**ОТРЫВОК**
В шесть часов вечера 4 июля 1819 года «Восток» и «Мирный» поставили паруса и вышли с Кронштадтского рейда. Через две недели пришли в славный Портсмут, откуда выводили свои корабли и Дрейк, и Дампир, и Кук – порт, всегда, наверное, забитый судами под разными флагами. Беллинсгаузен в подзорную трубу с удовольствием разглядывал гордые силуэты фрегатов, барки, корветы, угольщики, купеческие суда, пришедшие из южных морей, и вдруг в поле его зрения попал корабль с русским флагом.

Ну, конечно, сомнений не может быть – это «Камчатка», идущая к родным берегам после кругосветного плавания. Беллинсгаузен подумал тогда: «Как же приятно увидеть в чужих водах русский корабль, и можно представить, как рады все на «Камчатке» при виде «Востока» и «Мирного».

Уж так устроены русские – за границею они еще больше любят друг друга... Сразу же, едва бросили якорь – гости с «Камчатки», теплая встреча, расспросы, на следующее утро Беллинсгаузен с Лазаревым нанесли ответный визит. Головнин, волнуясь, радушно их принимает, тут же в капитанской каюте выпивают по чарке за встречу. У одного из них все уже позади, не будет уже яростных штормов, а у двух других – все впереди: и бури, и дикие встречные ветры, и коварные рифы... Конец и начало пути... И, конечно, никто из этих трех капитанов не уступил бы места другому. Перед каждым – свой собственный путь. И каждый должен его пройти.

**ИСХОДНЫЕ СТРОКИ**
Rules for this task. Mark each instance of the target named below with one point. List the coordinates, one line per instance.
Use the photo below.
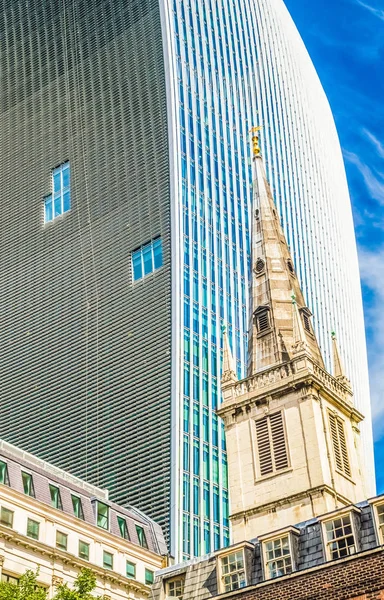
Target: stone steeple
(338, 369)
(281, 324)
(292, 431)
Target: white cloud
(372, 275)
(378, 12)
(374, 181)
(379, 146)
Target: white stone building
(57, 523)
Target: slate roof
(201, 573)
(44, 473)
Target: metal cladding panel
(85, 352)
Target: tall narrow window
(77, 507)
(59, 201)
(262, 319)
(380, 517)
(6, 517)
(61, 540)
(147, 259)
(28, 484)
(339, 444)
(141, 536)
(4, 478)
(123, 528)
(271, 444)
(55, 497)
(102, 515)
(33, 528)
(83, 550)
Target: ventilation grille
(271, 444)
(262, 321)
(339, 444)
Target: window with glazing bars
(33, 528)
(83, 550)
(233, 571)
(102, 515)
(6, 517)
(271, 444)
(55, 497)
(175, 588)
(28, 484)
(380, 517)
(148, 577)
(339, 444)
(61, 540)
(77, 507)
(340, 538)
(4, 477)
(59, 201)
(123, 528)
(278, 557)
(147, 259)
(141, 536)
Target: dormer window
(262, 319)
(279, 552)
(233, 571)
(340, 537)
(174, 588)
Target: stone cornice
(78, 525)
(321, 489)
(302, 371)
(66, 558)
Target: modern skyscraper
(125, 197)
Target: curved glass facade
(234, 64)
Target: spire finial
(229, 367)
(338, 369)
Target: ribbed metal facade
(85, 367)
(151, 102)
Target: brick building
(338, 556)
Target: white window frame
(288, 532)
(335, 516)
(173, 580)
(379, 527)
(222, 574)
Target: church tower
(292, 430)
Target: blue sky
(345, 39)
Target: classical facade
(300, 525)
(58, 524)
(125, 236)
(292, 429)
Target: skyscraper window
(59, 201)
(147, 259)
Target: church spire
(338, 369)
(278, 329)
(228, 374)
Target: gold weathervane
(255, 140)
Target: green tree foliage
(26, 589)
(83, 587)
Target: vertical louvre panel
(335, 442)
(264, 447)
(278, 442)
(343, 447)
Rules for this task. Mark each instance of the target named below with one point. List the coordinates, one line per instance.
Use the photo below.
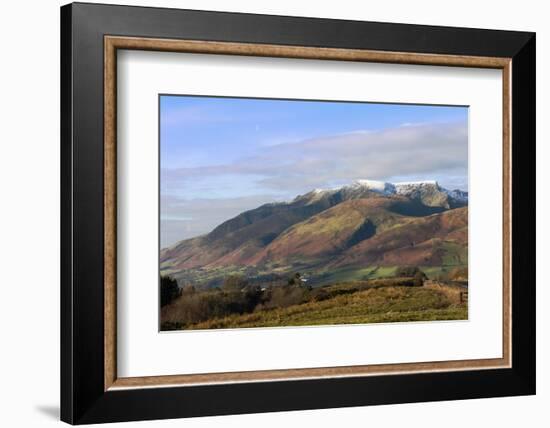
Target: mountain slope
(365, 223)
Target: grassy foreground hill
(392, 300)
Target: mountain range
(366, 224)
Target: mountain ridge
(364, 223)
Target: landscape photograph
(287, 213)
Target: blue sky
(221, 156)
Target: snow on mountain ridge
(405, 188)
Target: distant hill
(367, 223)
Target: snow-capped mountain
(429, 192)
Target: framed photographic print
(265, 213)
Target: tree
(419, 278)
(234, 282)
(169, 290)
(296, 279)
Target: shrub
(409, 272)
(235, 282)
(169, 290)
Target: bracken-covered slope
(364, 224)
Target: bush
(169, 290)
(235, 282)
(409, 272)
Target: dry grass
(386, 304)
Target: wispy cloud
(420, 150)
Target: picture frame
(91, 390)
...
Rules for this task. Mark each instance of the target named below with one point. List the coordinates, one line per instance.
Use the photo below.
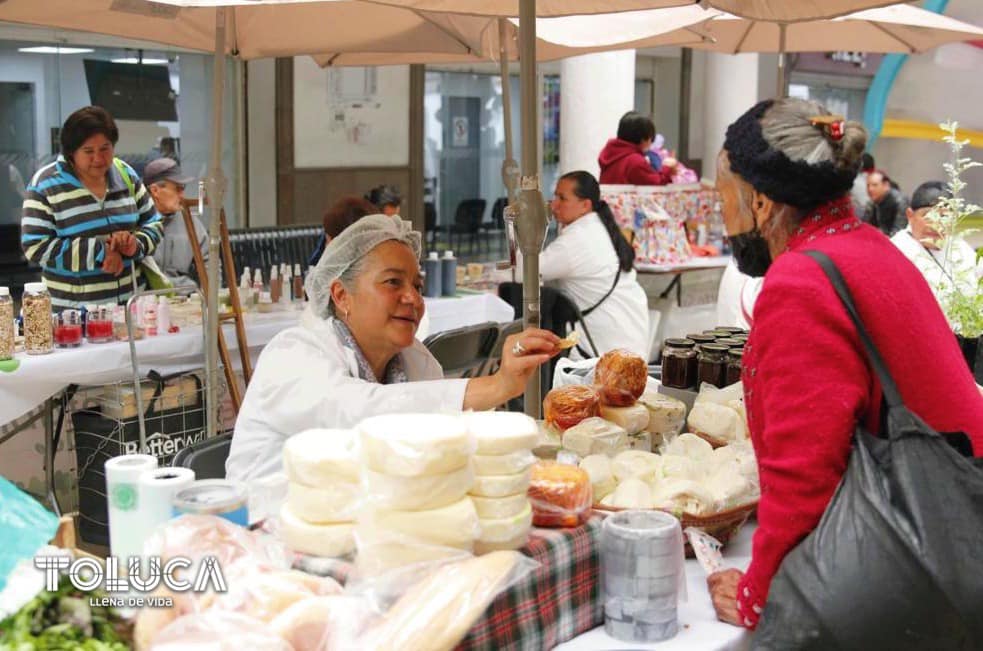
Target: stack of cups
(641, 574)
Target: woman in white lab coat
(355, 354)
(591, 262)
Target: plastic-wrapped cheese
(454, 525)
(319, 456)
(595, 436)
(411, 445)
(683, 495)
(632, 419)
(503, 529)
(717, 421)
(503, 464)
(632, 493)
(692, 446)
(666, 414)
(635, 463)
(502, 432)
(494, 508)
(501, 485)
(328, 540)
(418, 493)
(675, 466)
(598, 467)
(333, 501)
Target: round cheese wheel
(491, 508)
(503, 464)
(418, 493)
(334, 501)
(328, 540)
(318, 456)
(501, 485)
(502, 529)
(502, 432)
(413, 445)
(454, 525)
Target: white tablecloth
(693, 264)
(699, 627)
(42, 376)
---
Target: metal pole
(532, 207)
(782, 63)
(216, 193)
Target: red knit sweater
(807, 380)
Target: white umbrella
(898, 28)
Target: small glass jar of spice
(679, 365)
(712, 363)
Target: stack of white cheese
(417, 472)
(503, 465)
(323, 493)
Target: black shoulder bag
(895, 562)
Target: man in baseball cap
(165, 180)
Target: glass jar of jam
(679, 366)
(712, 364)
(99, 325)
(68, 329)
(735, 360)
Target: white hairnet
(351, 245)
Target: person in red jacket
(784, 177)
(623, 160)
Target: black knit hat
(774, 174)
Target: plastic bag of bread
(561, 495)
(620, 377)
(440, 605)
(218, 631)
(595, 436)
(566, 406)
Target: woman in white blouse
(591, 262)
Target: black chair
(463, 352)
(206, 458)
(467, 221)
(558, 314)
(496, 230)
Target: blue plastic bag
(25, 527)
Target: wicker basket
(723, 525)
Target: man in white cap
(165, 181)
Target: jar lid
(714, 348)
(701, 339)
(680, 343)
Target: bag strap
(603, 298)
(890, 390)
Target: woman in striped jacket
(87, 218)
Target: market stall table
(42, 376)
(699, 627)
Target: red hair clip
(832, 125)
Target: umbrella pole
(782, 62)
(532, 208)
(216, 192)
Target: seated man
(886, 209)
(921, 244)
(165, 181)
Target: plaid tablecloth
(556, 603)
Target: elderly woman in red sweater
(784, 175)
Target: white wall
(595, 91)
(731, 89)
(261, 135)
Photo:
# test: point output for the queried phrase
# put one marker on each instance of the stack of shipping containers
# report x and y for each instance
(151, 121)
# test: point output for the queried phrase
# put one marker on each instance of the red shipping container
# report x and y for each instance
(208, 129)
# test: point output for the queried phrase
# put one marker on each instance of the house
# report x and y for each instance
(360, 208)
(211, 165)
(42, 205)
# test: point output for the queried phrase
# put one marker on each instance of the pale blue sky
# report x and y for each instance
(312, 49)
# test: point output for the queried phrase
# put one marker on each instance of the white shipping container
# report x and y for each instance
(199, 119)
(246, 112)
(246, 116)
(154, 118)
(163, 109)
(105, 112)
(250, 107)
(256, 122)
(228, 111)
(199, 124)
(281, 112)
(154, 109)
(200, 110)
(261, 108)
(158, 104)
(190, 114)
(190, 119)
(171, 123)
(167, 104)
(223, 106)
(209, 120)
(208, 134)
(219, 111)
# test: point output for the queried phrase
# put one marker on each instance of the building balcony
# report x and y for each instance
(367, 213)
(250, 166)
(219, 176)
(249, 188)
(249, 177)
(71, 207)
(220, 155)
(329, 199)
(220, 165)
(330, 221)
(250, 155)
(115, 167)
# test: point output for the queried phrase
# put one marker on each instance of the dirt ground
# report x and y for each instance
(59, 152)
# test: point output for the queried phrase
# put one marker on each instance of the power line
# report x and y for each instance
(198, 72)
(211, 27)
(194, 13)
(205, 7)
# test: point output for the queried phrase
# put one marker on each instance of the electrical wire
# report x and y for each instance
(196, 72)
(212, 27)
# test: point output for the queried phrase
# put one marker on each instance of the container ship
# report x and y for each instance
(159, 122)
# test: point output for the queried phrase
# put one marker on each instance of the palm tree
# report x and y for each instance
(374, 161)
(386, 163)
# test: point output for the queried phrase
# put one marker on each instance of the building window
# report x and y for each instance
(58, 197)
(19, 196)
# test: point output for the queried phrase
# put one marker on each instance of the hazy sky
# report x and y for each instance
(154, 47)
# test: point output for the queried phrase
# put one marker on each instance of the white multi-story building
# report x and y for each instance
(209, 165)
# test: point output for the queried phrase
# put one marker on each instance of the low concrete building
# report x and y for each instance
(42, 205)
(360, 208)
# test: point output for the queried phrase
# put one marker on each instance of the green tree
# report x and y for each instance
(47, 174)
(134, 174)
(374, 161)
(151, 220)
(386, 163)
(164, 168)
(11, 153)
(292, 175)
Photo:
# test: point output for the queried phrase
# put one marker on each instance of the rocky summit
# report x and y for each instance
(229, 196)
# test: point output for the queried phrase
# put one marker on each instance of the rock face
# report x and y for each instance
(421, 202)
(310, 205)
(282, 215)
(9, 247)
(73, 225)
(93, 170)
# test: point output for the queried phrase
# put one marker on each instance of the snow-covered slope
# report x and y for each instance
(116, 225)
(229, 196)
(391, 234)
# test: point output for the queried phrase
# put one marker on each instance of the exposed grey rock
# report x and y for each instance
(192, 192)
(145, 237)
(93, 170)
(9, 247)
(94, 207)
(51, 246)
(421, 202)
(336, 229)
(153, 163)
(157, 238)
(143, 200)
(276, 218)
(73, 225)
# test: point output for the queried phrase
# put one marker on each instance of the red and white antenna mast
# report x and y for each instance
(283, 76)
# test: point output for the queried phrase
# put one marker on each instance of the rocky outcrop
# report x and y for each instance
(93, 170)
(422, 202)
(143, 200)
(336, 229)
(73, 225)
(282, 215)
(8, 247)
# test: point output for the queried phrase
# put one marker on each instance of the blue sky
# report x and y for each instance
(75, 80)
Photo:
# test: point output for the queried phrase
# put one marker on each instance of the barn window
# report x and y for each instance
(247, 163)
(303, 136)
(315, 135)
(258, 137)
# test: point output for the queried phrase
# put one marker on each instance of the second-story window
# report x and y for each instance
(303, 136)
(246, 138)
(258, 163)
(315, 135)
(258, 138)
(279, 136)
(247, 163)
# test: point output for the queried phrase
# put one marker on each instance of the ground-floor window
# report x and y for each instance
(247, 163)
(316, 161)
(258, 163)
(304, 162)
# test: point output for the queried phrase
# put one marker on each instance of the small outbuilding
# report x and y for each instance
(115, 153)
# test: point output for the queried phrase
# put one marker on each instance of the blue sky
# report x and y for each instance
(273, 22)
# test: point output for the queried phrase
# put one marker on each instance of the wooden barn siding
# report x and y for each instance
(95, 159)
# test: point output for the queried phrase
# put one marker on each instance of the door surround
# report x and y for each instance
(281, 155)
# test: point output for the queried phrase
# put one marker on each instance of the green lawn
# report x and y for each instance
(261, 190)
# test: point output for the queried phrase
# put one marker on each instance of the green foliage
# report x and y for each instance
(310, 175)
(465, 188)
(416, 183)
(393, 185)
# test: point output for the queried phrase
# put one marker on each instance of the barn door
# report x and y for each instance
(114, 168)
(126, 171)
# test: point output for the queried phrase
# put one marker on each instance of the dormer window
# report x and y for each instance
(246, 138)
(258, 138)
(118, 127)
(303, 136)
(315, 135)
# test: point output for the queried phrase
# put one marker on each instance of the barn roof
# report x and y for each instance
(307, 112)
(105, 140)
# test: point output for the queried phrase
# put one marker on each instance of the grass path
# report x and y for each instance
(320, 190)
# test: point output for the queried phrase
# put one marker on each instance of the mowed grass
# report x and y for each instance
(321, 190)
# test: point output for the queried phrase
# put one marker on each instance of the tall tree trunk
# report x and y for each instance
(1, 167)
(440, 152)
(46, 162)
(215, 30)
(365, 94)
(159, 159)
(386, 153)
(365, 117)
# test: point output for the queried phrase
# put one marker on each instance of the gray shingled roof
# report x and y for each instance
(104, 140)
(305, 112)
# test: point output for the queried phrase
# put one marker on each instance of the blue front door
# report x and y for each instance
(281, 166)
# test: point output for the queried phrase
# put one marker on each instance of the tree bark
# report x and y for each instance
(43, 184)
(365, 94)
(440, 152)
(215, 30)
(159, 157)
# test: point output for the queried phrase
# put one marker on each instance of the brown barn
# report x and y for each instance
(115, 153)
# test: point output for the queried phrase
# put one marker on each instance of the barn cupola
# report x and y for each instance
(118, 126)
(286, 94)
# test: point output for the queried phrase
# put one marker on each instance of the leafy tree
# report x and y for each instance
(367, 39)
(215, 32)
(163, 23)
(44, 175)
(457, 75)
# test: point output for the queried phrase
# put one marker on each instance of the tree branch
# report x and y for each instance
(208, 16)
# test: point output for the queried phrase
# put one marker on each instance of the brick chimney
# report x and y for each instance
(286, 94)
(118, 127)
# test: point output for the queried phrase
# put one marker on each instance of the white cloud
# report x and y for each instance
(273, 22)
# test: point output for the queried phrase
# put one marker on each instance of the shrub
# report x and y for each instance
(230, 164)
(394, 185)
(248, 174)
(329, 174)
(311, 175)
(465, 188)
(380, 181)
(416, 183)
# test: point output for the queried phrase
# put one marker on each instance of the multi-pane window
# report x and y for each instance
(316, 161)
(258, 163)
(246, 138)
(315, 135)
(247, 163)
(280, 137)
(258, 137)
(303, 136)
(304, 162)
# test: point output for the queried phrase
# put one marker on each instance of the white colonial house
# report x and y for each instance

**ЧТО НУЖНО СДЕЛАТЬ**
• a. Перепишите из отрывка о плавании «Востока» и «Мирного» всё, начиная со слов «Уж так устроены» и вплоть до слов «должен его пройти.».
• b. Изложите содержание отрывка о встрече кораблей в Портсмуте в двух предложениях.
• c. Продолжите рассказ о плавании «Востока» и «Мирного» дальше последнего предложения отрывка.

**ВЫПОЛНЕННЫЕ ЗАДАНИЯ**
• a.
Уж так устроены русские – за границею они еще больше любят друг друга... Сразу же, едва бросили якорь – гости с «Камчатки», теплая встреча, расспросы, на следующее утро Беллинсгаузен с Лазаревым нанесли ответный визит. Головнин, волнуясь, радушно их принимает, тут же в капитанской каюте выпивают по чарке за встречу. У одного из них все уже позади, не будет уже яростных штормов, а у двух других – все впереди: и бури, и дикие встречные ветры, и коварные рифы... Конец и начало пути... И, конечно, никто из этих трех капитанов не уступил бы места другому. Перед каждым – свой собственный путь. И каждый должен его пройти.

• b. Через две недели после выхода с Кронштадтского рейда 4 июля 1819 года «Восток» и «Мирный» пришли в Портсмут, где Беллинсгаузен увидел «Камчатку», возвращавшуюся к родным берегам после кругосветного плавания. Капитаны обменялись визитами, и Головнин радушно принял Беллинсгаузена и Лазарева в своей каюте: для него путь был уже позади, а для них всё было еще впереди.

• c.
И они разошлись.

Месяц за месяцем «Восток» и «Мирный» спускаются к южным широтам. Давным-давно остался позади остров Тенериф – последнее прибежище мореплавателей перед походом через Атлантику, позади и Бразилия. Еще лишь несколько небольших островов встретятся им на пути. Один – остров Анненкова, названный Беллинсгаузеном в честь второго лейтенанта со шлюпа «Мирный», а дальше – пустынные, безбрежные воды. «Мирный», несмотря на старания Лазарева, не поспевал за «Востоком», и Беллинсгаузену приходилось то и дело убавлять паруса, дожидаясь его. Досаду свою не скрывал, хотя и знал превосходно, что Лазарев делает все возможное, даже больше того.

В самых последних днях декабря корабли подошли к открытому Куком острову Сандерсу. Высокий, гористый остров, окруженный тяжелыми льдами. Ни следа человека... Да и что человеку делать здесь, в холодном, суровом краю... Разве мало теплых, щедрых земель... Кук, открыв остров, сразу ушел, даже не определив очертаний, а Беллинсгаузен кругом его обошел, определил точное положение. Дальше пошли открытия: мыс Монтегю, который Кук считал частью острова Сандерса, оказался отдельным островом. Беллинсгаузен поступил благородно: он имел полное право дать острову новое имя, но он, уважая Кука, оставил за ним название мыса. Потом подошли к берегу Южного Туле и снова поправили Кука: не один этот остров, а три, и одному Беллинсгаузен дал имя Кука. Да, верно: в море не остается следов, но в памяти людей они остаются. А Беллинсгаузен свято чтил память Кука.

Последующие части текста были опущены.